_Extrait_.
☆ ☆ ☆ ☆ ☆
NOUVEAU FRONT POPULAIRE : BILAN D’ETAPE ET PERSPECTIVES

Les élections du 7 juillet n’ont pas été des élections traditionnelles où les classes populaires choisissent sagement quels seront les nouveaux dirigeants qui les opprimeront demain. La participation directe par des manifestations, des grèves, des collectifs divers et de multiples prises en main de ces élections par en bas en a fait un mouvement social et politique exceptionnel. Cette mobilisation s’inscrit dans une tendance progressive à la montée de la classe ouvrière partout dans le monde sur la scène politique autour des deux mots d’ordre unité et radicalité. Elle a imprimé à ce scrutin une couleur prolétarienne et démocratique inédite, balayant en un clin d’œil toute la lourde mise en condition de la population depuis des années et des années par le système capitaliste et ses serviteurs pour faire accepter un gouvernement d’extrême-droite construit autour de la division raciste. Ainsi donc, cette mobilisation de la France antiraciste a été à deux doigts de faire écrouler le château de carte de la domination bourgeoise et cela malgré la pression quotidienne de ses médias, ses instituts de sondage d’opinion et ses hommes politiques. Toute la suite dans les sommets en panique en a été conditionnée pour tenter de sauver leur système près de s’écrouler, initiant le chaos qui s’en est ensuivi au sommet qui a montré les rouages de la république bananière française, depuis le refus antidémocratique par Macron de désignation du premier ministre dans le regroupement arrivé en tête, la valse-hésitation caricaturale à gauche pour en trouver un, jusqu’à l’élection truquée et inconstitutionnelle de la présidente de l’Assemblée.
☆ ☆ ☆ ☆ ☆
_Extraits d'enregistrements_.
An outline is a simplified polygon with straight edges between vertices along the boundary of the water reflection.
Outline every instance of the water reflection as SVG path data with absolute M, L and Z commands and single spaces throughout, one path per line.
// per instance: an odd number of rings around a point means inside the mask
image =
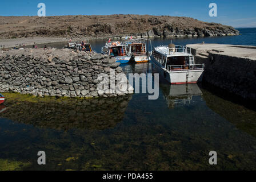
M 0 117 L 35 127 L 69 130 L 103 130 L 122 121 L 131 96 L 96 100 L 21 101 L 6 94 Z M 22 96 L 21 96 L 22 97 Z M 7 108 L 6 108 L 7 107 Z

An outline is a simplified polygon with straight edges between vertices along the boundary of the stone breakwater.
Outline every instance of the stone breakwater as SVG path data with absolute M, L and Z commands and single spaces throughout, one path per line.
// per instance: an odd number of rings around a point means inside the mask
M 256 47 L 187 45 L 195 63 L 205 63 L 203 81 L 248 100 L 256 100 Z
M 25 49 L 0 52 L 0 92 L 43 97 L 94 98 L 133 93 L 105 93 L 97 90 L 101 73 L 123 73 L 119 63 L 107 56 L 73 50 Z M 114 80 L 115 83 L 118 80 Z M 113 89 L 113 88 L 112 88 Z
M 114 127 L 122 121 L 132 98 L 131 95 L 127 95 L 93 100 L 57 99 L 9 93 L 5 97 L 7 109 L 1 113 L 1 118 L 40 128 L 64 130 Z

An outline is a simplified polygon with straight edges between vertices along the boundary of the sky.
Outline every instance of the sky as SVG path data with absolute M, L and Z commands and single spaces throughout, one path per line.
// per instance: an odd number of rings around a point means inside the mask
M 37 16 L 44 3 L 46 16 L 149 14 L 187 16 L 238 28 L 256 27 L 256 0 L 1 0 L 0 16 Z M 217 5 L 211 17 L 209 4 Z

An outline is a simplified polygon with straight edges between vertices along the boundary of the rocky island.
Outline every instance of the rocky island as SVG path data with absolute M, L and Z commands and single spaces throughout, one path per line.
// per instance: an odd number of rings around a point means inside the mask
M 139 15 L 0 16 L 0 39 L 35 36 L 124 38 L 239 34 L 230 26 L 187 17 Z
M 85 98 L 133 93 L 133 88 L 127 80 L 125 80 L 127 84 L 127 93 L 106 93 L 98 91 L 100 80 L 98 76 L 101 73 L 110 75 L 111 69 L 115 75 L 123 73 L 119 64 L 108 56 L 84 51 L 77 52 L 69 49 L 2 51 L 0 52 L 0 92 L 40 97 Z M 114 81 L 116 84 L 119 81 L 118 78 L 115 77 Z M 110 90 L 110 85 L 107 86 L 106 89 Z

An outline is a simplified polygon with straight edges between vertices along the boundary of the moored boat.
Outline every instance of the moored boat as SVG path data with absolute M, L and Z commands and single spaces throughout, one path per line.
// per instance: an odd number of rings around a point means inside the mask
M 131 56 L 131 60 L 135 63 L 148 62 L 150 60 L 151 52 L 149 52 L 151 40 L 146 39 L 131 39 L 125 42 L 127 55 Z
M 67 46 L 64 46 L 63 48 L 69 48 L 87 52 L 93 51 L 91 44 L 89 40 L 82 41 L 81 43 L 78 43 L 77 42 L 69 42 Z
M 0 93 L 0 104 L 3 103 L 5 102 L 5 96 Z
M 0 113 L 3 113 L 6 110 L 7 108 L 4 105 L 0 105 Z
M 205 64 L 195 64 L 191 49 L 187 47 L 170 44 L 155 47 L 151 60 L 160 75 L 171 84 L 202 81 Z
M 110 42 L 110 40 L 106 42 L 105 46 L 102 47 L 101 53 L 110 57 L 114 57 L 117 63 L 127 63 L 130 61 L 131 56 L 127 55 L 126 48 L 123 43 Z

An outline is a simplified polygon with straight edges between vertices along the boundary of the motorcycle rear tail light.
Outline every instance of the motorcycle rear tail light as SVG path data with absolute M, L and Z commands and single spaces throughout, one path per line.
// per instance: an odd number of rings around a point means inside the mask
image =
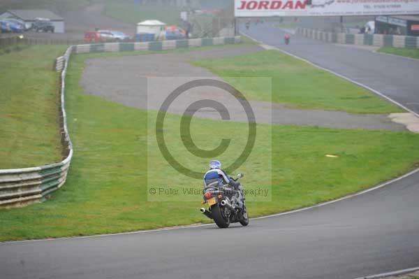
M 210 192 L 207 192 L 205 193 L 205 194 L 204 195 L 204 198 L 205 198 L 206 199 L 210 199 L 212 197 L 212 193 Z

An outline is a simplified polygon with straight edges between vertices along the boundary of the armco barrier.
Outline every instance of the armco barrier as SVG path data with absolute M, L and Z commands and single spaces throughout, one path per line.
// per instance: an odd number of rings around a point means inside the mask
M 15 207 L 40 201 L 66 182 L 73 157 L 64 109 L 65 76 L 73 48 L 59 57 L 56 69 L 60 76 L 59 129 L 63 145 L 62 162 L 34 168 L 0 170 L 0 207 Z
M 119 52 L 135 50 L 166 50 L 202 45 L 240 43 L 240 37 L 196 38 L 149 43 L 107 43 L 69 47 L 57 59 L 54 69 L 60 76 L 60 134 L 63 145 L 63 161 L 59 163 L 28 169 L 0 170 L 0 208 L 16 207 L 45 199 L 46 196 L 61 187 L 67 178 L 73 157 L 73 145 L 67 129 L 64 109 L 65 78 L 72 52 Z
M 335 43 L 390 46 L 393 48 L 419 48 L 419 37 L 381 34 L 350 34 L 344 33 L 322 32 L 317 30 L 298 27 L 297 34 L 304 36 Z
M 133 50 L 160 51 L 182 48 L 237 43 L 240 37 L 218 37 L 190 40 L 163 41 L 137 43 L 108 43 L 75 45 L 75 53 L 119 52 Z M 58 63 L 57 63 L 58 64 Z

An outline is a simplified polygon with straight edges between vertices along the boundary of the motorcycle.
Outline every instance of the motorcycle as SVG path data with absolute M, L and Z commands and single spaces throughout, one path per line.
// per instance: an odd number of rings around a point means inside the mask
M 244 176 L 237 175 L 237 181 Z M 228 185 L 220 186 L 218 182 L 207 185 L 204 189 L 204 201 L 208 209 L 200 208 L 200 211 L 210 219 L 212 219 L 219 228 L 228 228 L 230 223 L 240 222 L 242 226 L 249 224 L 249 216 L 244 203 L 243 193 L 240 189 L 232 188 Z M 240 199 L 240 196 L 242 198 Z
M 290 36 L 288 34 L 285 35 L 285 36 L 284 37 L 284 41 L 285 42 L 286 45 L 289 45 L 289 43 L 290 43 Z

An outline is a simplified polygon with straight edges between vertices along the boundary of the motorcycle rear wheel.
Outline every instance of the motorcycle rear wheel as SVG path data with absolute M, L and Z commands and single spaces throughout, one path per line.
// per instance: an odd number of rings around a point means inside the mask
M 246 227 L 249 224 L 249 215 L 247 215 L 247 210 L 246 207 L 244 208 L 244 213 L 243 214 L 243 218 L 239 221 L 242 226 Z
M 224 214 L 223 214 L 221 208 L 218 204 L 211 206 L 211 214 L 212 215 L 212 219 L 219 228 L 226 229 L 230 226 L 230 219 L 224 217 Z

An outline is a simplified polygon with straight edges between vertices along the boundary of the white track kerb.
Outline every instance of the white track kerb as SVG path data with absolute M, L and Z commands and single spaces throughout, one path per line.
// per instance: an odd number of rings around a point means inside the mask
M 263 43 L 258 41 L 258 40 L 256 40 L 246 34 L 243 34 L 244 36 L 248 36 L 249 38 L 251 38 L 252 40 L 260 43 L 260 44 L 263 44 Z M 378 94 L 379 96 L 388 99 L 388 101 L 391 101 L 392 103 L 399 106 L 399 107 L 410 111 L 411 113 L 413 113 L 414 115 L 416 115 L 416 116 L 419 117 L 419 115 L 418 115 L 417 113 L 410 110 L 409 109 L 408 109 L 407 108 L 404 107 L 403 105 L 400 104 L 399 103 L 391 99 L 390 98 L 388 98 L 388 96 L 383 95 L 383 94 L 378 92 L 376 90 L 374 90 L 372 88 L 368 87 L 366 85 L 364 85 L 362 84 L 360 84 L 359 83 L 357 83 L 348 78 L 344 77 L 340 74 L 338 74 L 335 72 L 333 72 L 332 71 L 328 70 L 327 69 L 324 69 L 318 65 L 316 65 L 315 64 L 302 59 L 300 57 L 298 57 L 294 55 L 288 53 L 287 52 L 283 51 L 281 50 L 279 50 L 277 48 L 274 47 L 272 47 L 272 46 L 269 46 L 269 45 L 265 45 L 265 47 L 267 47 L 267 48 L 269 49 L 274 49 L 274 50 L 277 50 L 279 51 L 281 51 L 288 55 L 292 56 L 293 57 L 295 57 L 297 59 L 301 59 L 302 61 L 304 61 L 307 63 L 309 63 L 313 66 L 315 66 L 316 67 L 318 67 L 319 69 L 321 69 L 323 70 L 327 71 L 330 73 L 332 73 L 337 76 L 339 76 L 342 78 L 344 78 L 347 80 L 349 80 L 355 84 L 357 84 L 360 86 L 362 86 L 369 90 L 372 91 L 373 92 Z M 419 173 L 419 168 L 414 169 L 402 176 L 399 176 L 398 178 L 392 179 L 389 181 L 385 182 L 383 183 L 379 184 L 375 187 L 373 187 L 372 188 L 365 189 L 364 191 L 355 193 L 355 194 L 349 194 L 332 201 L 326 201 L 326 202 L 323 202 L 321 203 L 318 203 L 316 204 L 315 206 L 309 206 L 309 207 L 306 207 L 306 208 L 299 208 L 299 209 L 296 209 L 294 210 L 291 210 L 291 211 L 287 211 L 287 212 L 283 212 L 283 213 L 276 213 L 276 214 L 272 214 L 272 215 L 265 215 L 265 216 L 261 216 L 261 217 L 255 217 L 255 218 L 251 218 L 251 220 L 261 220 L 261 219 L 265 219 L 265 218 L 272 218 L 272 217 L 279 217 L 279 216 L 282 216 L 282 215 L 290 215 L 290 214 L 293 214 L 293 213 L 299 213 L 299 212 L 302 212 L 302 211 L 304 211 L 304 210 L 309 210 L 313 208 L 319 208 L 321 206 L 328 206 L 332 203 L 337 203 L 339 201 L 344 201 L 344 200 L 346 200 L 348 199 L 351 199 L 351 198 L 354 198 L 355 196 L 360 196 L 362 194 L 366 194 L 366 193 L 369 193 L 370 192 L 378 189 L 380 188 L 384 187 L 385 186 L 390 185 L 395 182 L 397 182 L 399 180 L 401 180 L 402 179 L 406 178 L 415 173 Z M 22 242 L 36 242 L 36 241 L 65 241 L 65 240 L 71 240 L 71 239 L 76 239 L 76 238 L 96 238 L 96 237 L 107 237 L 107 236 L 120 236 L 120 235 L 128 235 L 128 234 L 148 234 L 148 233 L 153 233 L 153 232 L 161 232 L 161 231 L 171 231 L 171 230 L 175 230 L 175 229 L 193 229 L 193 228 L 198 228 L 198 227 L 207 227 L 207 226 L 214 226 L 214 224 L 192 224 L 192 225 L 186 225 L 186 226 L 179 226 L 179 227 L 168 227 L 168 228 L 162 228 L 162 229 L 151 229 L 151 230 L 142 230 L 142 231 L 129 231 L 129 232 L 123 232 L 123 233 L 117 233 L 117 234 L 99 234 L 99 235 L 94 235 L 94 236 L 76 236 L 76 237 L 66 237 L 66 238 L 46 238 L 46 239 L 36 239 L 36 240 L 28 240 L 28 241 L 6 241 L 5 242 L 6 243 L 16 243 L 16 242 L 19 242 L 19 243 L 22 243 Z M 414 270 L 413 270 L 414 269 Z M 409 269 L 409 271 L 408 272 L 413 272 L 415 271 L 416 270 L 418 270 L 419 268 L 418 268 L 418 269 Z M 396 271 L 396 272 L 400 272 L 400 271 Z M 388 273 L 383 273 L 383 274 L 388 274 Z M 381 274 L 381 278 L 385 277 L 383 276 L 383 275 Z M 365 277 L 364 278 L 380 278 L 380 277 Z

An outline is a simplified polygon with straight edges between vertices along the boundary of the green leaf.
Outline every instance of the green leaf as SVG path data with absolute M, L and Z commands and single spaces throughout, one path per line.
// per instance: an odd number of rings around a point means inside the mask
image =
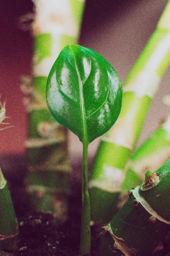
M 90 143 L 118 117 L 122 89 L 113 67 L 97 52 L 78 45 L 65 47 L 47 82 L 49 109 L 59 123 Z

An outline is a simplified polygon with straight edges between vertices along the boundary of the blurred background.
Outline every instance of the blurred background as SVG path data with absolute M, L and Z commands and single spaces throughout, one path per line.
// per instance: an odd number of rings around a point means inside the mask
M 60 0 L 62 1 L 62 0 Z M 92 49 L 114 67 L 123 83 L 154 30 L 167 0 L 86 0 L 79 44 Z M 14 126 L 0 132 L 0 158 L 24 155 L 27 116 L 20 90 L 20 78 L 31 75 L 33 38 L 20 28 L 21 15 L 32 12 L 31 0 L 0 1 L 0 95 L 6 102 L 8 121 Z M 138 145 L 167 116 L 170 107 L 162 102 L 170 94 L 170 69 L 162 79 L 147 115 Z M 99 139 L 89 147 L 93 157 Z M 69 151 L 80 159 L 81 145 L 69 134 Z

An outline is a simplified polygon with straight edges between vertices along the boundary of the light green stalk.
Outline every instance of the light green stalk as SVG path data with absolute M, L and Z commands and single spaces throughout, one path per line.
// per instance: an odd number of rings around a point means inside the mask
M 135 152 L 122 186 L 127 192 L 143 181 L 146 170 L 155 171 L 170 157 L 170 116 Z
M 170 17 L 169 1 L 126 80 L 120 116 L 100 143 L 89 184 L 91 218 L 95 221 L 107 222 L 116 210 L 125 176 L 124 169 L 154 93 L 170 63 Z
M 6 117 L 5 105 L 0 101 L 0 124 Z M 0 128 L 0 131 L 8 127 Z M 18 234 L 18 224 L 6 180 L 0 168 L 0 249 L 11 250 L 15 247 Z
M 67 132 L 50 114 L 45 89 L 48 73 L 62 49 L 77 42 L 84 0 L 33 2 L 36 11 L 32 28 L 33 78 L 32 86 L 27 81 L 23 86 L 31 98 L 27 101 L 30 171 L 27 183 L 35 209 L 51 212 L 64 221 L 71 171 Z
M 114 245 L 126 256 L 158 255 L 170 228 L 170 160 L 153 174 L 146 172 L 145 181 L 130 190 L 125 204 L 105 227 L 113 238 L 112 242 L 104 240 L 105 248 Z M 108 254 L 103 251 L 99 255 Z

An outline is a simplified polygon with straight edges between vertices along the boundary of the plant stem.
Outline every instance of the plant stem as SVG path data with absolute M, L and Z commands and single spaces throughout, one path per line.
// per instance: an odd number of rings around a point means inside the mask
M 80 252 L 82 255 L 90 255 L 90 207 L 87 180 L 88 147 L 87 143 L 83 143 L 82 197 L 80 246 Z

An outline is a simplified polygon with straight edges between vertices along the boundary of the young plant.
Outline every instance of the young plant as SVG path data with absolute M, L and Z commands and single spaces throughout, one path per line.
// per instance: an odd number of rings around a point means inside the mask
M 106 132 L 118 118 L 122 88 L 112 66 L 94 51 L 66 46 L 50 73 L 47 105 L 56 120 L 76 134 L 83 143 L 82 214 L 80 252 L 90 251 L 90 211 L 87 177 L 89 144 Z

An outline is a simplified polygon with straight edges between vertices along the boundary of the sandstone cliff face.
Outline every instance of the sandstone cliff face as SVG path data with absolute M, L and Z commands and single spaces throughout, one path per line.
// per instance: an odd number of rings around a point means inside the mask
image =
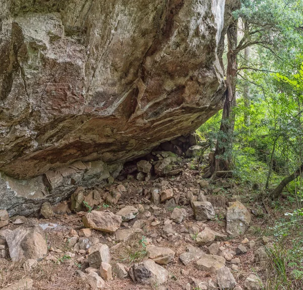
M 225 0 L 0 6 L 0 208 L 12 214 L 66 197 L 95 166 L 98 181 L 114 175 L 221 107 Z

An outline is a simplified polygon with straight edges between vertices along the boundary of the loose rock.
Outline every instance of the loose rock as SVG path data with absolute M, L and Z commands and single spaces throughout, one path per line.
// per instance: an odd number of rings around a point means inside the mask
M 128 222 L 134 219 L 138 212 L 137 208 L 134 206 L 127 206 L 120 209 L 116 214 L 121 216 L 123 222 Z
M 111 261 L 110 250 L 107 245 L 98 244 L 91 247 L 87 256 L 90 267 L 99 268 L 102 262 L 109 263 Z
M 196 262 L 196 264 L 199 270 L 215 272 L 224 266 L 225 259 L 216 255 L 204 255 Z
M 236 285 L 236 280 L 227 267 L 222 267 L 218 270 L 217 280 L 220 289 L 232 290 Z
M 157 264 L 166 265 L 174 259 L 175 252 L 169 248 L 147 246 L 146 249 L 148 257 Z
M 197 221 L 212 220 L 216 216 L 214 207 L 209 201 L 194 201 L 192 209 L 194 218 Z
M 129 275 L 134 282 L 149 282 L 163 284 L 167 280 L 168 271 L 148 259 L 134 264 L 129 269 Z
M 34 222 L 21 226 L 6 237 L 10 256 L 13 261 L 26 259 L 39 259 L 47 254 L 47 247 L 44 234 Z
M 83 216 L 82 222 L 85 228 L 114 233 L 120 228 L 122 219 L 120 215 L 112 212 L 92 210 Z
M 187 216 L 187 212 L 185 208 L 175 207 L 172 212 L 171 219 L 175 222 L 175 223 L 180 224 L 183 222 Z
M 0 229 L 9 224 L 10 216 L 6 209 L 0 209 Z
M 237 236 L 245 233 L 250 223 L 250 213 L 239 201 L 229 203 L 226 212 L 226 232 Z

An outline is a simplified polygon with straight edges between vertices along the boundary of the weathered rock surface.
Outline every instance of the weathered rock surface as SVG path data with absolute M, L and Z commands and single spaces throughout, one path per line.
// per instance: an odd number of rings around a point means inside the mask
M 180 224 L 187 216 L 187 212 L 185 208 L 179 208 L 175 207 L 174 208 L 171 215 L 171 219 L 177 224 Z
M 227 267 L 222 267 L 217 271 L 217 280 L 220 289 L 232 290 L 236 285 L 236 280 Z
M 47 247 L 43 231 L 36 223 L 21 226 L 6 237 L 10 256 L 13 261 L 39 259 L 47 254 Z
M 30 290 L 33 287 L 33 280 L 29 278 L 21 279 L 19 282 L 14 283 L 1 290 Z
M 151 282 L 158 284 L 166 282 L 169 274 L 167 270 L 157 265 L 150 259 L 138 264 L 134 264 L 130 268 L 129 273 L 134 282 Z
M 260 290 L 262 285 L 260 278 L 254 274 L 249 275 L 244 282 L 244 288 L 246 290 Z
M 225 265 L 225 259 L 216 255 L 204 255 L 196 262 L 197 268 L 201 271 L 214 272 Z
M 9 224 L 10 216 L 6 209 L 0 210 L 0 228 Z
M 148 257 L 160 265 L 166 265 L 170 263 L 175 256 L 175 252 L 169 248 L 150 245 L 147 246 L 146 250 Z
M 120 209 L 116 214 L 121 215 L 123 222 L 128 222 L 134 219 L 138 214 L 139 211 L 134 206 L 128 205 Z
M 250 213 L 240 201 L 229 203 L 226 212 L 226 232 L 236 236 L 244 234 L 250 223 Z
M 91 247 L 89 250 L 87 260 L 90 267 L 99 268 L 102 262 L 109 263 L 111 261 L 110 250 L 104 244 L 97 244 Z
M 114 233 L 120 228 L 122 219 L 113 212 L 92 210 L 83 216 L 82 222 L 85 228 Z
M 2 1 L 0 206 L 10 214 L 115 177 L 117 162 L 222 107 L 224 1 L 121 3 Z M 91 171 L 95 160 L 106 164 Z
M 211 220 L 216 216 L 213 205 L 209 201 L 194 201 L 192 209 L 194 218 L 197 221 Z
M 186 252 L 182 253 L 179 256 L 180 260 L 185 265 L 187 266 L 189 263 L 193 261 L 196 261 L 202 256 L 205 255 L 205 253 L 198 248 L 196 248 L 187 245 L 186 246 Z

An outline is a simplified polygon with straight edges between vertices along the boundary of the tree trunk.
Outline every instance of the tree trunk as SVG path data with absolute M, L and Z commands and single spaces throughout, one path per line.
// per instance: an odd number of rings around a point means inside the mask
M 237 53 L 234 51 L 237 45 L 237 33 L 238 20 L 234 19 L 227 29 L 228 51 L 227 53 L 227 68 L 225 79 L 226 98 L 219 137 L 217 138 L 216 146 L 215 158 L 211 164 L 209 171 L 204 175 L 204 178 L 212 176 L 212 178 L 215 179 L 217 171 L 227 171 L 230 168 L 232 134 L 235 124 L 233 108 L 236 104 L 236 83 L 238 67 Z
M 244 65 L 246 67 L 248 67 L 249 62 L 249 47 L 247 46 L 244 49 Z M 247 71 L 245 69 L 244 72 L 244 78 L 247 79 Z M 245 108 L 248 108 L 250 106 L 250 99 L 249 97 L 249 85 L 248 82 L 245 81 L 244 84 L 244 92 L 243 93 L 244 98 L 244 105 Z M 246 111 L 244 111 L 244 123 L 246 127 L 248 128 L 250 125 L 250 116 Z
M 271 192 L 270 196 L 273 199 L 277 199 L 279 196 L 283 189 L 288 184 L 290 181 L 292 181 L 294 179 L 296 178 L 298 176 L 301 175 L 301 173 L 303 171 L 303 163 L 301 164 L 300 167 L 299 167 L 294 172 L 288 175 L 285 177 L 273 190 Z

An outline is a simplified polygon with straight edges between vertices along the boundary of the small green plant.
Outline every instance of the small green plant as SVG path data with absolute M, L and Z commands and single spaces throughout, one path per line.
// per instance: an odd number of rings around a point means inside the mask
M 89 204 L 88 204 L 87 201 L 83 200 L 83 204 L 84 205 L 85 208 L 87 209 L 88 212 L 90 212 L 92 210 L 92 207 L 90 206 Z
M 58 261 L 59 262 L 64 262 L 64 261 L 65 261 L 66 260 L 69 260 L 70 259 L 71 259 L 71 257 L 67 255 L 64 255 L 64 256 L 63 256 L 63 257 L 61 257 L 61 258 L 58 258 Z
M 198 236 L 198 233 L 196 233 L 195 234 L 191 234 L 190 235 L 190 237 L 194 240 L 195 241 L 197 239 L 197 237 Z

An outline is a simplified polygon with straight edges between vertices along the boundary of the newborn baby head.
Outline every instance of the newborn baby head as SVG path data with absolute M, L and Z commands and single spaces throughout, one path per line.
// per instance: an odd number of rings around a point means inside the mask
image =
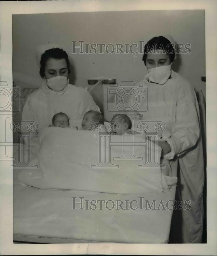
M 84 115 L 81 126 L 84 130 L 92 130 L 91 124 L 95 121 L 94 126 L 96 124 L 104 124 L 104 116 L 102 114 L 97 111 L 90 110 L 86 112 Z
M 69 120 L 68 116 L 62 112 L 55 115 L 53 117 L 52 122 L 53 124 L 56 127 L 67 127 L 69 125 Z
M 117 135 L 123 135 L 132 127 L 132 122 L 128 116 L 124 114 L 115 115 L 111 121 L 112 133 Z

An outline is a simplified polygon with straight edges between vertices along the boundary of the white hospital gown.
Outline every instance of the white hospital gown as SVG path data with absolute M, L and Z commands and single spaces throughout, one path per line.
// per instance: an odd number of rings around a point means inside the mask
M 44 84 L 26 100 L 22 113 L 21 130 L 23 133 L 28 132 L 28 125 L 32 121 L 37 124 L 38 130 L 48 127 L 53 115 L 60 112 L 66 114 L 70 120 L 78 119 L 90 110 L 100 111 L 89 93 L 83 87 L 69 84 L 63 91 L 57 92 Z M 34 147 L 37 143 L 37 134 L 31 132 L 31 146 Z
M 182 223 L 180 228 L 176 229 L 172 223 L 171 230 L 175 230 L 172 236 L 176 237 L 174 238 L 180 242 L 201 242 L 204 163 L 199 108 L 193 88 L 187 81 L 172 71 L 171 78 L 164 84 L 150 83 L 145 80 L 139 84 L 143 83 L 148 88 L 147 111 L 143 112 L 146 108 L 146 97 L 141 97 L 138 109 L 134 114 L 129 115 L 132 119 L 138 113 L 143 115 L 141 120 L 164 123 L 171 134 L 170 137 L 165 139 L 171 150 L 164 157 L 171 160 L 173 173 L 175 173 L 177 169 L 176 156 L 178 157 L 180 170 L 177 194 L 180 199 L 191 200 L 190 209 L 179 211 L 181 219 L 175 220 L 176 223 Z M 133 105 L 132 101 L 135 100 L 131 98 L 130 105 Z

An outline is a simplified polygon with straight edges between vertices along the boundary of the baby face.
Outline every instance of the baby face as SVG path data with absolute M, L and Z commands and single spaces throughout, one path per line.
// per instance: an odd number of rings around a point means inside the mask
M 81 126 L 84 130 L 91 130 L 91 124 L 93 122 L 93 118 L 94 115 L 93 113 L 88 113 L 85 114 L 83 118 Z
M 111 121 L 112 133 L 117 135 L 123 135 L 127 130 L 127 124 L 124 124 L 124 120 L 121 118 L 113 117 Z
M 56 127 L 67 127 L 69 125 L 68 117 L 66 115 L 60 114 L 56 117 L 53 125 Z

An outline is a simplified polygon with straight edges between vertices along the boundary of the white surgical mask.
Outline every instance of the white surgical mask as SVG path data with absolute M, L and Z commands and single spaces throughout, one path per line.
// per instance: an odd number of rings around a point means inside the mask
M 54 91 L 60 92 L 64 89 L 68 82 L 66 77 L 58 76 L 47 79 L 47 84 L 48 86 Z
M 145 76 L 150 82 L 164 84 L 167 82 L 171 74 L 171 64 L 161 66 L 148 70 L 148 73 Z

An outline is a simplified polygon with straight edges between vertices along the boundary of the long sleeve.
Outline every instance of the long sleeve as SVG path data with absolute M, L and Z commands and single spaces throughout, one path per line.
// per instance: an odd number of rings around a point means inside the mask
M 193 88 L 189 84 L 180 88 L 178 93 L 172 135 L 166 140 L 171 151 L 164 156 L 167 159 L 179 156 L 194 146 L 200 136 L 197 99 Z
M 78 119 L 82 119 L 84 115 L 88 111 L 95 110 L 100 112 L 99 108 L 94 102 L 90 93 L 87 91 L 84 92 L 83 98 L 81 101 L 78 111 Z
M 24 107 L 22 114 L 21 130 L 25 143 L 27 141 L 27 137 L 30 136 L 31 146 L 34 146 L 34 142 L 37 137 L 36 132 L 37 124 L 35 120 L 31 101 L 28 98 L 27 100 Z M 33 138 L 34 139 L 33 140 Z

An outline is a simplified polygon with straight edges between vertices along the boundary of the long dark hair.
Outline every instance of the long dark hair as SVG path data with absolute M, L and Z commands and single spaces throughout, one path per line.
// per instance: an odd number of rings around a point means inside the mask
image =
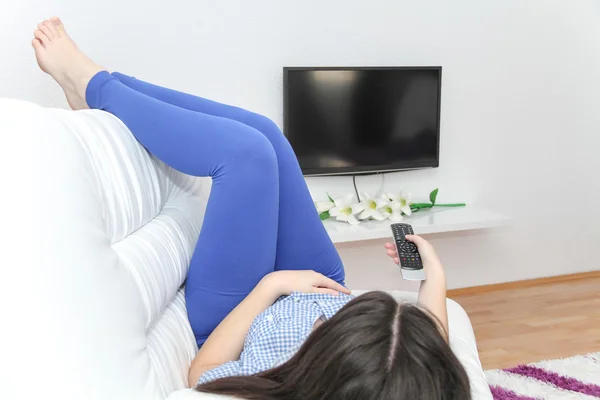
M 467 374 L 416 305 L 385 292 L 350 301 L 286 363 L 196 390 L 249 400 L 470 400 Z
☆ ☆ ☆ ☆ ☆
_Consigne_.
Répondez aux questions suivantes à partir de l'extrait sur le Nouveau Front populaire.
(a) À quelle date ont eu lieu les élections évoquées au début ?
(b) Quels sont les deux mots d'ordre autour desquels s'organise la montée de la classe ouvrière ?
(c) Quel refus est attribué à Macron ?

_Corrigé_.
(a) Le 7 juillet.
(b) Unité et radicalité.
(c) Le refus de désigner le premier ministre dans le regroupement arrivé en tête.